● **Your assignment**
Find the line with "Note: identify the flower bed" in the records below. Copy it and every line after it, up to and including the line with "Note: identify the flower illustration".

○ ○ ○ ○ ○

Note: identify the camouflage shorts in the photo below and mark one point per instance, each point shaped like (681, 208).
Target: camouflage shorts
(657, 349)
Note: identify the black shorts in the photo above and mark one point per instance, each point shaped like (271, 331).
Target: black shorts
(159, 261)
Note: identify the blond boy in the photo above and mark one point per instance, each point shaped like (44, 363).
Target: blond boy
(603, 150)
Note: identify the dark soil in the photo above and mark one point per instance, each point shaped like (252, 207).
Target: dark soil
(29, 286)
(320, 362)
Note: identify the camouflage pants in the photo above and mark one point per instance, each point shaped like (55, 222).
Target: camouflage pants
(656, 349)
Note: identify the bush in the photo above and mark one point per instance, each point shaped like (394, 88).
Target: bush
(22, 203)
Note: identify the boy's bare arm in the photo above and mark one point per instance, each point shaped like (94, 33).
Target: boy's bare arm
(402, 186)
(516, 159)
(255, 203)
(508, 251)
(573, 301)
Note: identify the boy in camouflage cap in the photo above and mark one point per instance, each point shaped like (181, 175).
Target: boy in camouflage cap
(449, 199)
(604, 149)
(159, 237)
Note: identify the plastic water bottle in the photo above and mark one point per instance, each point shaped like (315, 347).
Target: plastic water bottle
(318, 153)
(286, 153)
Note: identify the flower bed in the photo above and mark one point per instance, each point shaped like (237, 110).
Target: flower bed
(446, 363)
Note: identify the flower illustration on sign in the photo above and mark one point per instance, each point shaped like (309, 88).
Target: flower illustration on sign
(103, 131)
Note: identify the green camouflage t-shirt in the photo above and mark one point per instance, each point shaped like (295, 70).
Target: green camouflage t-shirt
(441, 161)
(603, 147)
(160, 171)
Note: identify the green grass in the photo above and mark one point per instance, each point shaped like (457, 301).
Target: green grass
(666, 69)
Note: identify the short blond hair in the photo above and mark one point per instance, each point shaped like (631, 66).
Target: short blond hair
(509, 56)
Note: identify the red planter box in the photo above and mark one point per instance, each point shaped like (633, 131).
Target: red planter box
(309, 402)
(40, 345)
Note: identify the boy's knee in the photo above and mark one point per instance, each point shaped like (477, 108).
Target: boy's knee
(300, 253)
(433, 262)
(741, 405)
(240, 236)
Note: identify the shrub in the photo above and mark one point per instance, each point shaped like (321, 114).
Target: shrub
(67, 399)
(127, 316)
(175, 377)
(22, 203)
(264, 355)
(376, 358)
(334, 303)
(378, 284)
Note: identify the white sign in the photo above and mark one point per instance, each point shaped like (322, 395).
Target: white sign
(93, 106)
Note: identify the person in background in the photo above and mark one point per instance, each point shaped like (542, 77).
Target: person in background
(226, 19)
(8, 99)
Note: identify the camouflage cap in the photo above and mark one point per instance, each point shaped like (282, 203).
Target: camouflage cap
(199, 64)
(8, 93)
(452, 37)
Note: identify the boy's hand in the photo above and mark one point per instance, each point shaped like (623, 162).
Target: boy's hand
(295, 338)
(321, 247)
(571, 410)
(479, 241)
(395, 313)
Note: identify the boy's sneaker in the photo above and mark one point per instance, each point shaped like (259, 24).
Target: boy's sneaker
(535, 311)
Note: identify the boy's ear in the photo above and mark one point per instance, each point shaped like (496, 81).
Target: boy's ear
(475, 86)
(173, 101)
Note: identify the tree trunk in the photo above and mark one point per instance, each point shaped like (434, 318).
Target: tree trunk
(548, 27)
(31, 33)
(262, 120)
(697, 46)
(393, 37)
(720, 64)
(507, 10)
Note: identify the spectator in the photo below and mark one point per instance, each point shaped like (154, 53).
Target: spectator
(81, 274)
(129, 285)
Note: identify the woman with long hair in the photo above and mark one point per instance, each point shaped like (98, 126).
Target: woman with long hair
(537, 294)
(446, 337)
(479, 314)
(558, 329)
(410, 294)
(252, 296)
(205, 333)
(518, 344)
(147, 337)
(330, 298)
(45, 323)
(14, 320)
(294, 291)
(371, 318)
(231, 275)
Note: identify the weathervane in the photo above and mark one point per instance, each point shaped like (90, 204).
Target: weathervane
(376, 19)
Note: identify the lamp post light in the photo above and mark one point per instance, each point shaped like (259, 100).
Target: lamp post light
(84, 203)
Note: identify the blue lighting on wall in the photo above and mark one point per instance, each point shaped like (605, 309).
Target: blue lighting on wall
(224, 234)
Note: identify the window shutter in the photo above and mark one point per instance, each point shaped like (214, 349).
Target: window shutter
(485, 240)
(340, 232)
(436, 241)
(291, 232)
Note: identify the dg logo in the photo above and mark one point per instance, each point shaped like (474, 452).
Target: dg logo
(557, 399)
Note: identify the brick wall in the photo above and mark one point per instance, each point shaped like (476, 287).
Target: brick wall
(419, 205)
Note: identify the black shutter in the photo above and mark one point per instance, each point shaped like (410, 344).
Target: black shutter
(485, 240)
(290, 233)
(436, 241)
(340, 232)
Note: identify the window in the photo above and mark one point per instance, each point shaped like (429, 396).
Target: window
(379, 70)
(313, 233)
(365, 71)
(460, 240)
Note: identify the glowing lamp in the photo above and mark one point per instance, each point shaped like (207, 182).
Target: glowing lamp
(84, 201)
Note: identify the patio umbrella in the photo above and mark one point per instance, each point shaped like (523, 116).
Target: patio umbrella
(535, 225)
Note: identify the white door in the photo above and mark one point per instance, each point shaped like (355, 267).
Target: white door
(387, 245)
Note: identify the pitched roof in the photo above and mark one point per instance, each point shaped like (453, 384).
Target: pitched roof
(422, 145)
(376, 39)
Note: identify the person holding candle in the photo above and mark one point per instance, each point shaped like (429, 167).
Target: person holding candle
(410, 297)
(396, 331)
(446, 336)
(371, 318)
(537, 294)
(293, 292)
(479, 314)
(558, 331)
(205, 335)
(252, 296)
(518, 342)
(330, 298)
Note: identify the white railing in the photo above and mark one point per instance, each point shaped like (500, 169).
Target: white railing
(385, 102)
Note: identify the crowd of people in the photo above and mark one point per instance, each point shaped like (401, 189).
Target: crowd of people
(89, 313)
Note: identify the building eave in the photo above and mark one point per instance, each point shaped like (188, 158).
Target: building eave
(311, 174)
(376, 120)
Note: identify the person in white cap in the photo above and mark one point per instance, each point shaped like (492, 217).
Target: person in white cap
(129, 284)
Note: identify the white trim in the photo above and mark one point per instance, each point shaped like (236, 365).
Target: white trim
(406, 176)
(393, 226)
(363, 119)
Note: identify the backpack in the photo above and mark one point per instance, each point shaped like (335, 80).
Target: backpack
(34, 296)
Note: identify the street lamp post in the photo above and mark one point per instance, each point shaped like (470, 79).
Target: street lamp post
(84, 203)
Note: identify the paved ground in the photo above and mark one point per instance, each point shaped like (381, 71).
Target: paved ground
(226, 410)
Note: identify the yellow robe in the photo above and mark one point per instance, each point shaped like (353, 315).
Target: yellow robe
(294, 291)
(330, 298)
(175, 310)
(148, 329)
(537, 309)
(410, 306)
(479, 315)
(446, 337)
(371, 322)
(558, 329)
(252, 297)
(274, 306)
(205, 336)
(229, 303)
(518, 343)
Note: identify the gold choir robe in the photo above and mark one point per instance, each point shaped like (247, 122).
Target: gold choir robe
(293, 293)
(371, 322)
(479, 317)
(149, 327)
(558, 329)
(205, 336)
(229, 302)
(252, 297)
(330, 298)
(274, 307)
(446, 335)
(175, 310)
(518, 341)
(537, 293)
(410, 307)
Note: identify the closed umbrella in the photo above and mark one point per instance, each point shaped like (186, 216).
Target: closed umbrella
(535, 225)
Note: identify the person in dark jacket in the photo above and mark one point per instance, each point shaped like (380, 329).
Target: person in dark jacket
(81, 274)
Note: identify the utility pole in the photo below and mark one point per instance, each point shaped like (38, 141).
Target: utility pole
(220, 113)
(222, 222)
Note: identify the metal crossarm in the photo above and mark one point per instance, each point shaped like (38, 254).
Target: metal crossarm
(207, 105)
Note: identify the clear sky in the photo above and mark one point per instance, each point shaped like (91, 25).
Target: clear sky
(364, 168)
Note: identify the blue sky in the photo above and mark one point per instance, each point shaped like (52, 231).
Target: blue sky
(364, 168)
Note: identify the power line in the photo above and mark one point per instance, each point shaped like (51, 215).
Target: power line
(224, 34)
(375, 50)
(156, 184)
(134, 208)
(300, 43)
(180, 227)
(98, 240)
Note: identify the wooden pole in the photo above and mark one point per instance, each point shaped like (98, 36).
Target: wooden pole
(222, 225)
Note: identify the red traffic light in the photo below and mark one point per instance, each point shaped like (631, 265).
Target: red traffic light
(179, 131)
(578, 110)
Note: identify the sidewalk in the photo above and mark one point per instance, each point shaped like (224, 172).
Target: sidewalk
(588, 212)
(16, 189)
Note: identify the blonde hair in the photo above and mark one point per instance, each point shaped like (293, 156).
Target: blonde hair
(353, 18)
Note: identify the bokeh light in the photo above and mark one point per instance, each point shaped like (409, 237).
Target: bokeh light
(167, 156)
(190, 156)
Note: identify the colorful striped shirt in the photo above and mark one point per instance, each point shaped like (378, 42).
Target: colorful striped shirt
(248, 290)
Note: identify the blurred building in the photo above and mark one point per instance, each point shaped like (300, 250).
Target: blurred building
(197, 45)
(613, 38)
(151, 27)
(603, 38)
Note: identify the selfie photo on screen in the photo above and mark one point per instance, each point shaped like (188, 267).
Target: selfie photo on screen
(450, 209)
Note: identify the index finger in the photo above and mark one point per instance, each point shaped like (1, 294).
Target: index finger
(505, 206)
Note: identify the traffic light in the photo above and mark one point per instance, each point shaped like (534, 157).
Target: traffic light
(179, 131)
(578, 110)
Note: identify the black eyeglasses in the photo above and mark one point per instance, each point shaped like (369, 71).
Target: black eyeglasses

○ ○ ○ ○ ○

● **Solution below**
Note: identify the flower bed in the photo above and mark one point per instance, each point shaped like (237, 110).
Target: flower bed
(446, 363)
Note: identify the flower illustration on sign in the photo above and mark one point per instance, each point shaped like (309, 88).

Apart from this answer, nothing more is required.